**Exercise prompt:** Reproduce the listing below word for word, omitting the pictures.

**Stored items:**
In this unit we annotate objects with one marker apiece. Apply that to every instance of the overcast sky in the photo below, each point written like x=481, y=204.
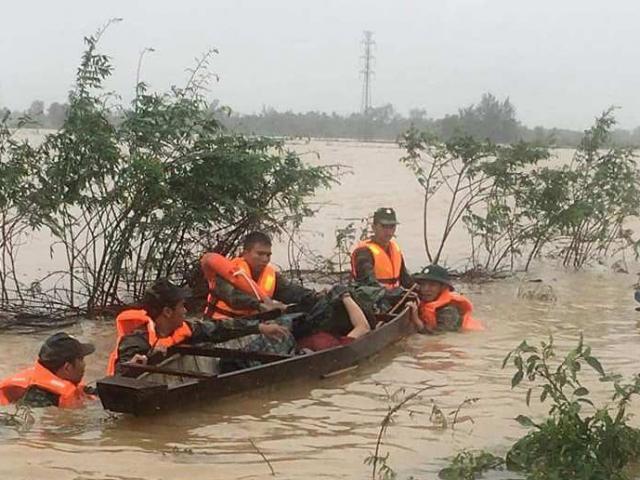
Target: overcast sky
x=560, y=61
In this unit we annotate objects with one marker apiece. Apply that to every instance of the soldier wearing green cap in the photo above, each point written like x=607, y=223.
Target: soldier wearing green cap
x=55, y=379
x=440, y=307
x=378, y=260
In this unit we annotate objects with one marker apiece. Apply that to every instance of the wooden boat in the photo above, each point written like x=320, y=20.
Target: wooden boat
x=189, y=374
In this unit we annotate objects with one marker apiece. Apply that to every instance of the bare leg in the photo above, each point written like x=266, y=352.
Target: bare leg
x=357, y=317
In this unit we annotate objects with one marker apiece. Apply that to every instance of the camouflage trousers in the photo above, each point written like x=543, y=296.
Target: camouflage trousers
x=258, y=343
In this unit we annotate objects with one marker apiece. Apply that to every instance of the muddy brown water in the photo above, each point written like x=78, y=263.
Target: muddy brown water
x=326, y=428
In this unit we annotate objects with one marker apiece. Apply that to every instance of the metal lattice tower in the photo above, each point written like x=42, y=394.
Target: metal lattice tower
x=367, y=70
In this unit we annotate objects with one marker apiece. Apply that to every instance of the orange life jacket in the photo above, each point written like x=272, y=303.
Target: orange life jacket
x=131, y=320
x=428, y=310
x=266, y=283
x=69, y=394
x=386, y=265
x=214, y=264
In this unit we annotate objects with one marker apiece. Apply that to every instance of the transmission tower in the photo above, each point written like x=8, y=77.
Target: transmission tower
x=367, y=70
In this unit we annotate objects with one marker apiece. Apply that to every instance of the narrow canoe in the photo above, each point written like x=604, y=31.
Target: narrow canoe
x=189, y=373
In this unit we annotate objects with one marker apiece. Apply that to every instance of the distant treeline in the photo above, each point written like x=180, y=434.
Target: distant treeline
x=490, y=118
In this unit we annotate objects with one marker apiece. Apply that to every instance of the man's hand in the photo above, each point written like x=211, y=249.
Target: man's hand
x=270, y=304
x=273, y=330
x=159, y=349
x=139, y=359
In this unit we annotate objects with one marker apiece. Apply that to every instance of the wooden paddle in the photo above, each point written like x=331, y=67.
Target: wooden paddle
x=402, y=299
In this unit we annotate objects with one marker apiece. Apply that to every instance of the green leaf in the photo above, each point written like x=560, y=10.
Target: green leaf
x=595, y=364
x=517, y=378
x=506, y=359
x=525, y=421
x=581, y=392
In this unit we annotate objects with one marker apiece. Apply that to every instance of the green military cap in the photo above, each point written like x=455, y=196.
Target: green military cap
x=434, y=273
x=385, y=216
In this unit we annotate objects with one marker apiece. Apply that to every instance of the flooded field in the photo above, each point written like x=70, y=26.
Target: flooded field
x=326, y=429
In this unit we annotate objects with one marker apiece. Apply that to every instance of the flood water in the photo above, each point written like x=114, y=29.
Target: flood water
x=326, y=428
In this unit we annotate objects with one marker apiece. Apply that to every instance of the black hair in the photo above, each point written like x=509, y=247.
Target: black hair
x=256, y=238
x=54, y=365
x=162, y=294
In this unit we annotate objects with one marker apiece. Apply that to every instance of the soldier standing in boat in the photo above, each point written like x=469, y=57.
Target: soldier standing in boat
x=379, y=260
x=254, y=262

**The output:**
In this unit we annotate objects with one marker apiece. Apply that to every instance of the overcast sky in the photo below, each point written like x=481, y=204.
Target: overcast sky
x=560, y=61
In this unit we annotate objects with one marker apiece. Apply that to every instance of the soldier wearing green cap in the photo above, each point written like x=607, y=223.
Target: soldier wearing green cap
x=55, y=379
x=440, y=307
x=378, y=260
In this unit we annotate objects with one marker apiece. Apply that to every instance of the wooden boat in the photo above, each point written like x=320, y=20.
Target: wooden boat
x=189, y=374
In this unit we annotate objects with one marker apiece. Apply that to every instance of the bare leg in the photo above, each point written like x=266, y=352.
Target: bare leg
x=357, y=317
In this unit we annotate objects with one marker apiece. Apply that to every instance of the camouflage trousers in the photo above, each point written like x=543, y=296.
Target: camouflage trousers
x=258, y=343
In this unit we annotate objects with one marker apiece. Apply that to every instance of the muddy brown water in the photo above, each point written like x=78, y=263.
Target: muddy brown water
x=326, y=428
In this unit we annotate objects with one marker apiece. Apply that to every instance of the metal lattice tower in the photo above, each point written like x=42, y=394.
Target: metal lattice tower
x=367, y=70
In this unit we annotate objects with one marker apiece. Apply that to every instance of the orange life jacket in the photo above, each point written like x=272, y=303.
Target: orange life jacket
x=131, y=320
x=428, y=310
x=266, y=283
x=69, y=394
x=386, y=265
x=214, y=264
In this unit we annotate objects with one marker apiece. Apply that to every instance of the transmission tower in the photo above, each point written like x=8, y=77.
Target: transmission tower
x=367, y=70
In this unit we annotate objects with one marker apiece. Apply that to every instance of the narrow canoe in the photo above, each point written like x=604, y=31.
Target: narrow canoe
x=189, y=373
In this unit we annotate objects with one marker apiece. Apply that to every instance of the distant treeline in the photo above, each point written like x=180, y=434.
Target: distant treeline
x=490, y=118
In this unit we annotate objects with one marker apiece. Apply that to every instance of the man's hand in the photo above, each point written like x=211, y=249.
Target: man's hand
x=270, y=304
x=273, y=330
x=159, y=349
x=139, y=359
In this unit we annotate objects with one marker apiece. Apply that to every instance of the wooden paddle in the photo above, each point written like x=331, y=67.
Target: wooden paddle
x=402, y=299
In this unit we annotate objects with one marker apiece. Apply that to every instance of the green leaf in the photo above, each point written like x=560, y=10.
Target: green leaf
x=595, y=364
x=517, y=378
x=506, y=359
x=525, y=421
x=581, y=392
In this unit we annotate objects with one marker apiece. Apply that to every instance of the green military cap in the photo above, each point written like x=455, y=196.
Target: green military cap
x=434, y=273
x=385, y=216
In this unit we annotate objects with one marker apiece. Apply that to every instance of the flooded field in the photo above, each point written like x=70, y=26.
Target: flooded field
x=326, y=429
In this unit we annotate objects with one marker apiece. Apply that to every instance of the flood water in the photo above, each point written like x=114, y=29.
Target: flood water
x=326, y=428
In this unit we annotate objects with one marker apiece. Apply that to every instance of the black hair in the photo above, each point written like x=509, y=247.
Target: black hair
x=256, y=238
x=54, y=365
x=162, y=294
In this unit we annotate objects with one marker apiece. Apply that to every instance of the soldier standing in boat in the photo above, each point written like x=469, y=57.
Target: soldier standing in boat
x=379, y=260
x=254, y=262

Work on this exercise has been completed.